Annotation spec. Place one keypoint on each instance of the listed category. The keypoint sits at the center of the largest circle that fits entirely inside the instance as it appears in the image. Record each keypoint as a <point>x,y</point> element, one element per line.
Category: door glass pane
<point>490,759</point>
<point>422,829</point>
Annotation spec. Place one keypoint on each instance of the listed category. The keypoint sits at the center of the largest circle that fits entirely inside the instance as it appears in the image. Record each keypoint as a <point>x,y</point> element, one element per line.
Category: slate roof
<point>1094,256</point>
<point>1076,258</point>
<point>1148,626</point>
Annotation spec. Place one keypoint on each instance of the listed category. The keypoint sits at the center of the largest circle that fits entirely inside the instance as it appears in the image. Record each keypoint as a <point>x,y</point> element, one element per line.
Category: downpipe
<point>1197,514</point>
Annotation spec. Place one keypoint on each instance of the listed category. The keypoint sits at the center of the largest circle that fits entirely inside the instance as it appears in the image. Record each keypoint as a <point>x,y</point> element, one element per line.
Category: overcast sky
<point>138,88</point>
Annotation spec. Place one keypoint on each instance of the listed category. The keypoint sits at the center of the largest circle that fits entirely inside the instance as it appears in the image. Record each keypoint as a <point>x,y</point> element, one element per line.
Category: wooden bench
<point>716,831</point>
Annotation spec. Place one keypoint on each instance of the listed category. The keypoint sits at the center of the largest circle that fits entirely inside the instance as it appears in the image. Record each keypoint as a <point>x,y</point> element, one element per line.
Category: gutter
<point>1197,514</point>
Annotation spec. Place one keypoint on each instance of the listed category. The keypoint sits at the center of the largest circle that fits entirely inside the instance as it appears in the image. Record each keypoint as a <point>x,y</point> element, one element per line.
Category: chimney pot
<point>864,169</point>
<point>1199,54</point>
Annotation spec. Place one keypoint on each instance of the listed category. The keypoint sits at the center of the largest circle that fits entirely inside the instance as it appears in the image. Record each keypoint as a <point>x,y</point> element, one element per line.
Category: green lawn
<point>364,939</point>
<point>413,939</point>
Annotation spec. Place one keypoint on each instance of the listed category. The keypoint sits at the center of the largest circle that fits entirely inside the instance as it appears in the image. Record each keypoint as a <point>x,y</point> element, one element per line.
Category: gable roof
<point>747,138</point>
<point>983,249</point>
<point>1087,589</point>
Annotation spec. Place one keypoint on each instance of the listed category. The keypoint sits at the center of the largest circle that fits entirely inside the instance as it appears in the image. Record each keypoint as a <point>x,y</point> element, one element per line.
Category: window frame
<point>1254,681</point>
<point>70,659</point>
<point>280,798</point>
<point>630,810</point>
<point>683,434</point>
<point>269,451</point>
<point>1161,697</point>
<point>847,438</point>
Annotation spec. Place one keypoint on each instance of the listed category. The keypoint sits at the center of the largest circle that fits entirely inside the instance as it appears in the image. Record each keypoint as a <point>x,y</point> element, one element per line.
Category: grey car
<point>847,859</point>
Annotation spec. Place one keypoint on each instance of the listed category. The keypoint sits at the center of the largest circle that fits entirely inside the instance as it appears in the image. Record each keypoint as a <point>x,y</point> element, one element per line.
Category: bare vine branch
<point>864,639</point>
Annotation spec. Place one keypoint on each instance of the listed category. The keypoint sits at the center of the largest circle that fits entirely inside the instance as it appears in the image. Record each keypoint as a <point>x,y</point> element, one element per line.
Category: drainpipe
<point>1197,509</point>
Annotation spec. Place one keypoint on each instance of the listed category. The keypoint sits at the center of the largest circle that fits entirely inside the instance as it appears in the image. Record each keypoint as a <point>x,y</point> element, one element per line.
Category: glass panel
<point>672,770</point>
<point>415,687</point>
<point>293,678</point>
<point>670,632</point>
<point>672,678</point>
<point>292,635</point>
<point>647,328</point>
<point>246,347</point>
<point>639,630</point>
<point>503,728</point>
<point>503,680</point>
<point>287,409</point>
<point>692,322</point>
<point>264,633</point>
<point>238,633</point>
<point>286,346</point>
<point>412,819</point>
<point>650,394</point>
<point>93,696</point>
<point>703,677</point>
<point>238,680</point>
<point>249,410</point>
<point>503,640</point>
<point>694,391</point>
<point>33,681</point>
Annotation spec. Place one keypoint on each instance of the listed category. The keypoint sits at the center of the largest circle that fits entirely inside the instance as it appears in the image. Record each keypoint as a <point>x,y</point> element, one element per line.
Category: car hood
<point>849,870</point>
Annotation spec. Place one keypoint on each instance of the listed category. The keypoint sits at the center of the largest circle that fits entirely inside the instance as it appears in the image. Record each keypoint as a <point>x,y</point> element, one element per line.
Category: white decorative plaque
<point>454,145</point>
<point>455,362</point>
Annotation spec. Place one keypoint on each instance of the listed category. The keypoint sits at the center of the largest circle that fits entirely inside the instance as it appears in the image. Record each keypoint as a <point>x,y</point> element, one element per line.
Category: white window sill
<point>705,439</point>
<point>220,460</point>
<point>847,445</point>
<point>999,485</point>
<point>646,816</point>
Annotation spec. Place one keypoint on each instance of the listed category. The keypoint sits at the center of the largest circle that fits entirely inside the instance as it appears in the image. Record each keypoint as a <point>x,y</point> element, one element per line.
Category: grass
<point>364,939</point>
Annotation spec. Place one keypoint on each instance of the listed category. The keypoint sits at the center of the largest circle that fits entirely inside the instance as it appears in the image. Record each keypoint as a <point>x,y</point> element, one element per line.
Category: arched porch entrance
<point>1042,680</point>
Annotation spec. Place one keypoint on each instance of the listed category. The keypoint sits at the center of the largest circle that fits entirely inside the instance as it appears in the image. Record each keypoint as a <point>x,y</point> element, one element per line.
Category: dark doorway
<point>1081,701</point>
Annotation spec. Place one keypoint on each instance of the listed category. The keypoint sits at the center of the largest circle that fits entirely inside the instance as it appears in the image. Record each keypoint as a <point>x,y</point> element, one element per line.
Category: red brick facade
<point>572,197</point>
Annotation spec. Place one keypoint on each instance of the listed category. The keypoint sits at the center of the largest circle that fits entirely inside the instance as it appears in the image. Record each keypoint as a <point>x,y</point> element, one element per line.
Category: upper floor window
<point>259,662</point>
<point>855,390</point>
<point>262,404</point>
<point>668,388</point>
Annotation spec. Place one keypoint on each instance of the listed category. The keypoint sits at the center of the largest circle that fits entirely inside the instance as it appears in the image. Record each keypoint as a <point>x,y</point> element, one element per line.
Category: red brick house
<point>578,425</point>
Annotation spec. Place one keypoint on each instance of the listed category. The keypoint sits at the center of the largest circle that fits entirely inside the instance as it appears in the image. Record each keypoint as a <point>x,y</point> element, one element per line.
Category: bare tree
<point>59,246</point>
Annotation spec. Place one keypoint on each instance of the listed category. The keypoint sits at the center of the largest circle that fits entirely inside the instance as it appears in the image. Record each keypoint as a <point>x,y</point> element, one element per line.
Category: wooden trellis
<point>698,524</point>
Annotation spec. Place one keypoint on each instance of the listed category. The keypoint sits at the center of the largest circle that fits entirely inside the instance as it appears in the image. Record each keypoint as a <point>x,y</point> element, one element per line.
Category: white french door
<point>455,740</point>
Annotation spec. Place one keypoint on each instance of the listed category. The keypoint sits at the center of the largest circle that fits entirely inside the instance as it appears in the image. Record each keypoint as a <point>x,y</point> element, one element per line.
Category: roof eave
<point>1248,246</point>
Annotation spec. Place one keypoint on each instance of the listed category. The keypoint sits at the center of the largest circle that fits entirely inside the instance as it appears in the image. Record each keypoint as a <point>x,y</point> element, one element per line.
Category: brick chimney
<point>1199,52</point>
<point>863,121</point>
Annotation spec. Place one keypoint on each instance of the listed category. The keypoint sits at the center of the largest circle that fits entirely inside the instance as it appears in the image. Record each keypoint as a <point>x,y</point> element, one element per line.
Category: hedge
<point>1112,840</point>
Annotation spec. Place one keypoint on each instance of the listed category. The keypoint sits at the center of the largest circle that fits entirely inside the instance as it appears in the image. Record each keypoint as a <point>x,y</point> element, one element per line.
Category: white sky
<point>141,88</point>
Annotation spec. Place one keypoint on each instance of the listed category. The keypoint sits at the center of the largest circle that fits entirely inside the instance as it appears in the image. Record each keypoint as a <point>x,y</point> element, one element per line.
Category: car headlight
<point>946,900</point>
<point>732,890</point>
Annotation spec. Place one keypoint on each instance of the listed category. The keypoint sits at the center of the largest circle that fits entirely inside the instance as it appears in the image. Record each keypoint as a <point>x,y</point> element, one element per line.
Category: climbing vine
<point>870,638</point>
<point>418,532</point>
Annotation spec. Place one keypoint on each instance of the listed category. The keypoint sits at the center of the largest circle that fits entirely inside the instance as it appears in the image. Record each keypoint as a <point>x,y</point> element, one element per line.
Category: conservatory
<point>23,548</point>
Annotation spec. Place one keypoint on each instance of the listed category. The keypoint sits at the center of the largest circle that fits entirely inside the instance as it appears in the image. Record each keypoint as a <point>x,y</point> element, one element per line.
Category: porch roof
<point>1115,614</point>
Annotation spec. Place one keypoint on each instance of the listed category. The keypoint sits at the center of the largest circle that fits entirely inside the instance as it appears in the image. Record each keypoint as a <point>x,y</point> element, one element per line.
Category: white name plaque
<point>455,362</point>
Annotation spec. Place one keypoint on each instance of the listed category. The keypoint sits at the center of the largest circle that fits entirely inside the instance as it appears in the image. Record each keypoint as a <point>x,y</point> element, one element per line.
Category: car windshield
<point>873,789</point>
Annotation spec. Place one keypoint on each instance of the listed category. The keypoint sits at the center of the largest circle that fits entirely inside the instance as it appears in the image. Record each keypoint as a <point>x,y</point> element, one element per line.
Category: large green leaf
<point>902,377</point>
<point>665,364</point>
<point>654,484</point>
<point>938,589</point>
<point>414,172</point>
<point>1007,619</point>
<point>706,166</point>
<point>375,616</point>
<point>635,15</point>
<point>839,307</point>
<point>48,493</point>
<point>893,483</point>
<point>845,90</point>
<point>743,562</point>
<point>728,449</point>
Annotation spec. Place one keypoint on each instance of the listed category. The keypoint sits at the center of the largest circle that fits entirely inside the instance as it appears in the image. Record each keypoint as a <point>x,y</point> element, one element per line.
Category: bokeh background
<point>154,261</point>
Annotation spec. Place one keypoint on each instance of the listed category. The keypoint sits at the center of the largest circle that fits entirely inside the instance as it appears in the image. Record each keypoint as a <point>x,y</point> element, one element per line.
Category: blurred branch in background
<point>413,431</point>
══════
### REQUIREMENT
The expected result is an exact transcription of the lines from the one containing "Category: bokeh background" through the end of the records above; please include both ends.

### TASK ANSWER
Category: bokeh background
<point>154,261</point>
Annotation spec. Place one keypoint on each instance of the listed category. The keypoint sits at the center of the largest circle that fits entirely inside the instance as it appears in the image. Record each keypoint as a <point>x,y</point> element, one element per line.
Category: blurred branch in background
<point>413,431</point>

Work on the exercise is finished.